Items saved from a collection

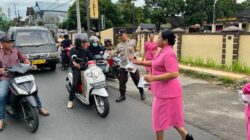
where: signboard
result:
[89,0,99,19]
[217,17,237,21]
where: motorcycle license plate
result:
[91,81,107,89]
[15,75,35,84]
[32,59,46,65]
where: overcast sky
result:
[0,0,245,18]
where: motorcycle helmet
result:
[89,36,99,47]
[75,34,88,48]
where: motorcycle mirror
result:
[71,55,77,60]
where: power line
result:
[45,0,57,10]
[54,0,72,10]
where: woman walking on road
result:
[134,30,193,140]
[242,81,250,140]
[142,33,158,74]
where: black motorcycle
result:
[6,64,39,133]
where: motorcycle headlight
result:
[13,84,29,95]
[92,70,101,79]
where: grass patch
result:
[180,57,250,74]
[180,69,239,87]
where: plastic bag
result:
[137,77,150,88]
[125,62,138,73]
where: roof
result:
[9,26,48,31]
[222,26,244,32]
[234,8,250,18]
[34,1,71,12]
[166,16,186,28]
[26,7,34,16]
[140,23,157,30]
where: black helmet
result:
[75,34,88,48]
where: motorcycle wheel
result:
[24,104,39,133]
[94,95,109,118]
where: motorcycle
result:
[66,55,109,118]
[6,64,39,133]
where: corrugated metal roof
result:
[34,1,70,12]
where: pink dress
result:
[144,41,157,72]
[151,46,184,132]
[242,83,250,140]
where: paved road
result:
[0,66,220,140]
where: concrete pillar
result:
[221,31,240,66]
[239,22,242,29]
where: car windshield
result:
[15,30,56,54]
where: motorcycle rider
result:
[89,36,105,56]
[61,34,72,68]
[0,35,49,131]
[113,29,145,102]
[67,37,93,109]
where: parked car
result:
[8,27,59,71]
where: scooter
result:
[6,64,39,133]
[66,55,110,118]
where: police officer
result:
[114,29,145,102]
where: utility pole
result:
[86,0,90,36]
[212,0,217,33]
[8,7,11,20]
[76,0,82,33]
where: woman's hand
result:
[144,75,154,83]
[31,65,37,70]
[131,59,142,65]
[0,68,5,74]
[72,61,81,69]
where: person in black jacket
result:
[67,38,93,109]
[89,36,105,56]
[61,35,72,69]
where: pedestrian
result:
[134,30,193,140]
[142,33,158,74]
[114,29,145,102]
[242,83,250,140]
[67,37,93,109]
[0,35,49,131]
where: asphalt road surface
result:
[0,67,220,140]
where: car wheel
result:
[50,64,56,71]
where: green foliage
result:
[144,0,185,27]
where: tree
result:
[216,0,239,18]
[144,0,185,27]
[184,0,214,25]
[237,0,250,11]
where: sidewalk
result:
[108,67,246,140]
[179,64,247,80]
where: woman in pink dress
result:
[142,33,157,74]
[134,30,193,140]
[242,83,250,140]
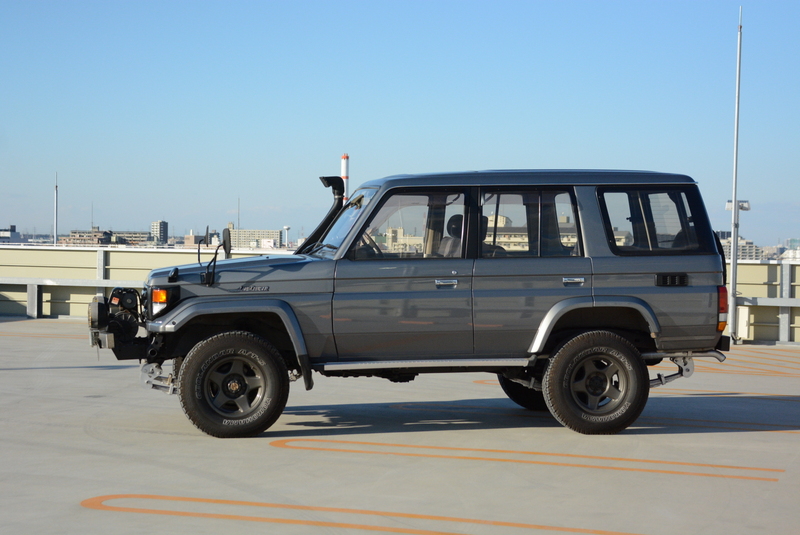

Instruction
Reproduce the records unchanged, starting at the line that contains "where: person in black jacket" and continuing through the end of the records. Omit the pictures from your output.

Written reply
where: person in black jacket
result:
[67,38,93,109]
[89,36,105,56]
[61,35,72,69]
where: pedestrian
result:
[134,30,193,140]
[142,33,158,74]
[114,29,145,102]
[242,83,250,140]
[67,37,93,109]
[0,35,49,131]
where: asphalt road surface
result:
[0,67,220,140]
where: car wheel
result:
[50,64,56,71]
where: green foliage
result:
[144,0,185,27]
where: tree
result:
[216,0,239,18]
[144,0,185,27]
[184,0,214,25]
[237,0,250,11]
where: sidewalk
result:
[108,67,246,140]
[179,64,247,80]
where: woman in pink dress
result:
[142,33,157,74]
[134,30,193,140]
[242,83,250,140]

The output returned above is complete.